%%

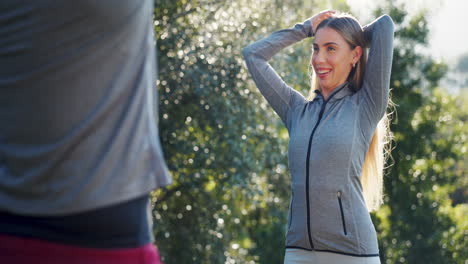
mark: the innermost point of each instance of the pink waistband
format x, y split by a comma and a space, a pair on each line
20, 250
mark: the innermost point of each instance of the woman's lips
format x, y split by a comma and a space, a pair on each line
323, 73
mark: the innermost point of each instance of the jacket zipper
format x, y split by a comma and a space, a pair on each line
342, 213
308, 162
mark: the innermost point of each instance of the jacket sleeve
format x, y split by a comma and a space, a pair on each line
278, 94
376, 83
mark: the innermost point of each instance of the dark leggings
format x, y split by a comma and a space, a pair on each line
125, 225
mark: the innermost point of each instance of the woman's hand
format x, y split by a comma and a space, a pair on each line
320, 17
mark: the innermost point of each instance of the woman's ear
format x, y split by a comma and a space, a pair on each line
357, 53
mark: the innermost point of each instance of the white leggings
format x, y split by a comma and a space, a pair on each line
300, 256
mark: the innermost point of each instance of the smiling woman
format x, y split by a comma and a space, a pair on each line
335, 151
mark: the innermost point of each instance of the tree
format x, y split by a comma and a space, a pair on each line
417, 222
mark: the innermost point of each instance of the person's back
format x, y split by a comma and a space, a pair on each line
77, 130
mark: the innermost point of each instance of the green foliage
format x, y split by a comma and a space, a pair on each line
227, 149
419, 224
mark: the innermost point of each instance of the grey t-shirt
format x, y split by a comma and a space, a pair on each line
77, 109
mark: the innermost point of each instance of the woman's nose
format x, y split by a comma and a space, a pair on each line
318, 58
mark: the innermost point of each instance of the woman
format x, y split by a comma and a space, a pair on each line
335, 148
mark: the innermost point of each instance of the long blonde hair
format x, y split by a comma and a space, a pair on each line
379, 148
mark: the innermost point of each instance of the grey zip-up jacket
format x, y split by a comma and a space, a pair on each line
328, 143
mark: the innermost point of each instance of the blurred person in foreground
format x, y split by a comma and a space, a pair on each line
337, 137
79, 144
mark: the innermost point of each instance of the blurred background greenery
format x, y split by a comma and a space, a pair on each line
227, 150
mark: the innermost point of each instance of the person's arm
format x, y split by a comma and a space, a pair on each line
376, 83
278, 94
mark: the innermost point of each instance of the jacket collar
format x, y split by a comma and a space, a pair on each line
338, 93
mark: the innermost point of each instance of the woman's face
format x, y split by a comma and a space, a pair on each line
332, 58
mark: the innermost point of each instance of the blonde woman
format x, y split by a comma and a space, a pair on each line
336, 138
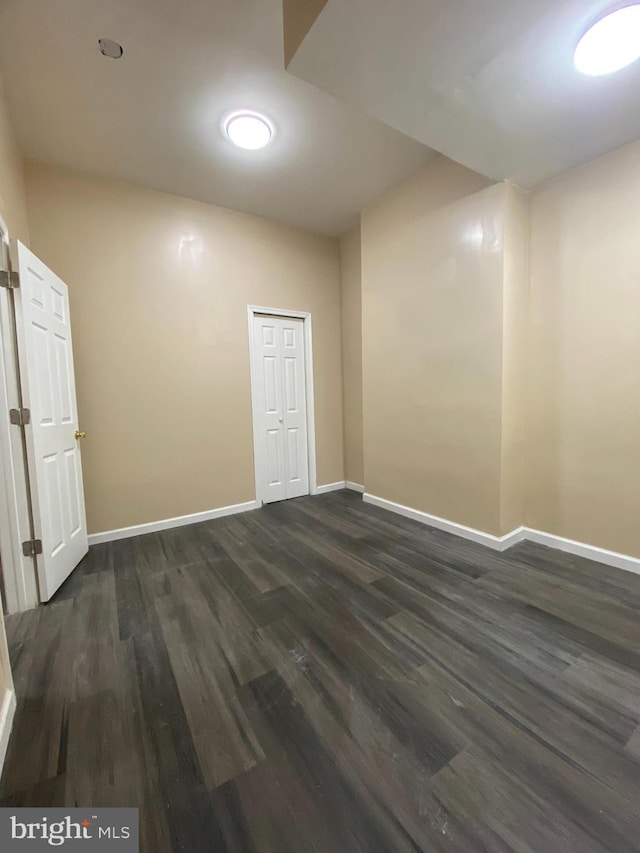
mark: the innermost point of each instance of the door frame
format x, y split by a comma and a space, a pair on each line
305, 316
18, 571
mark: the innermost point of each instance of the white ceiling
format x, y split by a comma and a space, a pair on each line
153, 117
489, 83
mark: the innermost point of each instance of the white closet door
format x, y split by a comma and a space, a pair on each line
49, 391
294, 408
280, 412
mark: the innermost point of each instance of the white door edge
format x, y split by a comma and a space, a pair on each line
18, 571
305, 316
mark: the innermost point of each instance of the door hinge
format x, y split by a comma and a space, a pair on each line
20, 417
32, 547
10, 280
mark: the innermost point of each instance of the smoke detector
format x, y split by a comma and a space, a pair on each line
110, 48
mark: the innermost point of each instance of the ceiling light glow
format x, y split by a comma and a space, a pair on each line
611, 43
248, 130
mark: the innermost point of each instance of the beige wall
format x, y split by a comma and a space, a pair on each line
13, 211
433, 278
514, 355
159, 287
298, 16
351, 288
583, 412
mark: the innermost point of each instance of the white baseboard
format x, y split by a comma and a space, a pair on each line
498, 543
331, 487
354, 487
521, 534
581, 549
168, 523
6, 721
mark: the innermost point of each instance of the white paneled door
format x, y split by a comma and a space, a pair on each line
48, 388
280, 408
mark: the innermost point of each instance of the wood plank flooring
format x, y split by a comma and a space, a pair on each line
320, 675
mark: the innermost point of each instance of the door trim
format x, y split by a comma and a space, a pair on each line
19, 573
305, 316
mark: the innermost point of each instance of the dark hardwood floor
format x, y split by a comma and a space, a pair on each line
320, 675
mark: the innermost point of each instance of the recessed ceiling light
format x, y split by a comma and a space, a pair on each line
110, 48
611, 43
248, 130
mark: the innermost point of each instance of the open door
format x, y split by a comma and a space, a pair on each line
52, 437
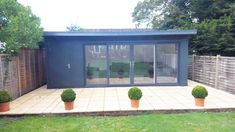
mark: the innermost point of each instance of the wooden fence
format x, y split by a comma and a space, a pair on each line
216, 71
23, 73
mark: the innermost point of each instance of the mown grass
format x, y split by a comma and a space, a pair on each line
184, 122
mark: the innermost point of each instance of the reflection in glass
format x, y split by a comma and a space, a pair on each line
96, 64
144, 64
166, 59
119, 64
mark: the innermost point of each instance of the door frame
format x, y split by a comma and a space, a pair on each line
131, 45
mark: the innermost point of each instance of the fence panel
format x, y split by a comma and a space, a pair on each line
216, 71
25, 72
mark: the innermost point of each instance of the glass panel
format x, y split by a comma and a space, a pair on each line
166, 58
96, 64
144, 64
119, 64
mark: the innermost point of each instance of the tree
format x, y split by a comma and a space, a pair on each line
74, 28
214, 20
19, 27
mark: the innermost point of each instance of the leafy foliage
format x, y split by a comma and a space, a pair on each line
19, 27
199, 92
4, 97
214, 20
68, 95
135, 93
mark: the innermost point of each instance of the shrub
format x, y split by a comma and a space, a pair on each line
68, 95
135, 93
199, 92
4, 97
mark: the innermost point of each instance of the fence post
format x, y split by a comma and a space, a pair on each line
193, 58
217, 72
18, 73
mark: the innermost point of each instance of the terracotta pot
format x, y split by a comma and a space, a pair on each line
68, 105
135, 103
4, 106
199, 102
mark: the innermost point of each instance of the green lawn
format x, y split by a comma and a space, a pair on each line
198, 122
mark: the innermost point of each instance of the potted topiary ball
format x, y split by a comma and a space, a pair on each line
199, 93
135, 95
68, 96
5, 99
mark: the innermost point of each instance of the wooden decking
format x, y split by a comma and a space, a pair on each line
115, 100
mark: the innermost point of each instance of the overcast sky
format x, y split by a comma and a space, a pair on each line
57, 14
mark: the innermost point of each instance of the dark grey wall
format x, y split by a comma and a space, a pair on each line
61, 51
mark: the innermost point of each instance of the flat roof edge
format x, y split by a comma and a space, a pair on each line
127, 33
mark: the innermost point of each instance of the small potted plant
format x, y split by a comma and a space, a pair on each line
135, 95
199, 93
5, 99
68, 96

%%

TASK OBJECTIVE:
Each line of the listing above that includes the word "foliage" should be copied.

RESPONSE:
mark: the innermost point of each instance of the green foliage
mark: the innermost point of each instance of the leafy foliage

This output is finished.